Task material –

* BEGIN *

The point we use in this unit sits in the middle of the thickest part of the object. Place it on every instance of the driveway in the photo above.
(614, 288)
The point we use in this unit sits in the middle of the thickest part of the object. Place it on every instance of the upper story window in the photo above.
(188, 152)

* END *
* BEGIN *

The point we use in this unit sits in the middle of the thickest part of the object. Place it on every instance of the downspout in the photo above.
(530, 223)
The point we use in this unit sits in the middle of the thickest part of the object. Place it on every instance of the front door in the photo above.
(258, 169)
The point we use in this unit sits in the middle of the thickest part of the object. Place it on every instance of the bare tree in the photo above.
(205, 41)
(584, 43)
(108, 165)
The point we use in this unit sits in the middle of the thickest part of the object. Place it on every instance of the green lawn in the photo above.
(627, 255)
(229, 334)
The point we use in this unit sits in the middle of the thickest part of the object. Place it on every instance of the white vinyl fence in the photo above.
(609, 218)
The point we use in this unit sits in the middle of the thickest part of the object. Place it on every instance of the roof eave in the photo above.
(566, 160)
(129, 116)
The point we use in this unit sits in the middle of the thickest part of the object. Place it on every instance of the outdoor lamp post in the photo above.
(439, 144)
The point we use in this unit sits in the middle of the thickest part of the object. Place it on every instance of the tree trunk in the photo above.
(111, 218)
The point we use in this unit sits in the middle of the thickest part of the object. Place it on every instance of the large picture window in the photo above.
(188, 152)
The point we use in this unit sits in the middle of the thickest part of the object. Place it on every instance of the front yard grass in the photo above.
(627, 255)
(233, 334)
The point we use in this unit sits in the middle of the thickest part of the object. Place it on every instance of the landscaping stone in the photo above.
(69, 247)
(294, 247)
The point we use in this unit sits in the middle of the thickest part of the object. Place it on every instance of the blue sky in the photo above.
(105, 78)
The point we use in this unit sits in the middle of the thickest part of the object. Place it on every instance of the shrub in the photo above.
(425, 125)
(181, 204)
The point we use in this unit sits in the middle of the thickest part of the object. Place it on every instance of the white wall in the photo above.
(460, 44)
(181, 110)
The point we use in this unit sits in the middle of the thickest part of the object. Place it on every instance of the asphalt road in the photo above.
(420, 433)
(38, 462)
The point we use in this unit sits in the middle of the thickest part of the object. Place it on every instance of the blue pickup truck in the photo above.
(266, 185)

* END *
* BEGIN *

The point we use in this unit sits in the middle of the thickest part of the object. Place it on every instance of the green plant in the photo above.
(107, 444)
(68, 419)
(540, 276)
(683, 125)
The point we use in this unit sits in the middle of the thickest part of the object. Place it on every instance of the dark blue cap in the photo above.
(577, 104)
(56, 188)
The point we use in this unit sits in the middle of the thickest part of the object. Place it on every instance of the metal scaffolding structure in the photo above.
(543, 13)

* END *

Goal of the exercise –
Select every line of the records above that contains the string "tree", matching case exactly, and copy each one.

Answer to this exercise –
The point we use in this unit sits in the middle of the thickest part of the object. Place it on every instance of the bare tree in the photo above.
The point we use in this unit sits in the middle of the thickest part of the object. Place it on every instance of the tree trunk in the photo above.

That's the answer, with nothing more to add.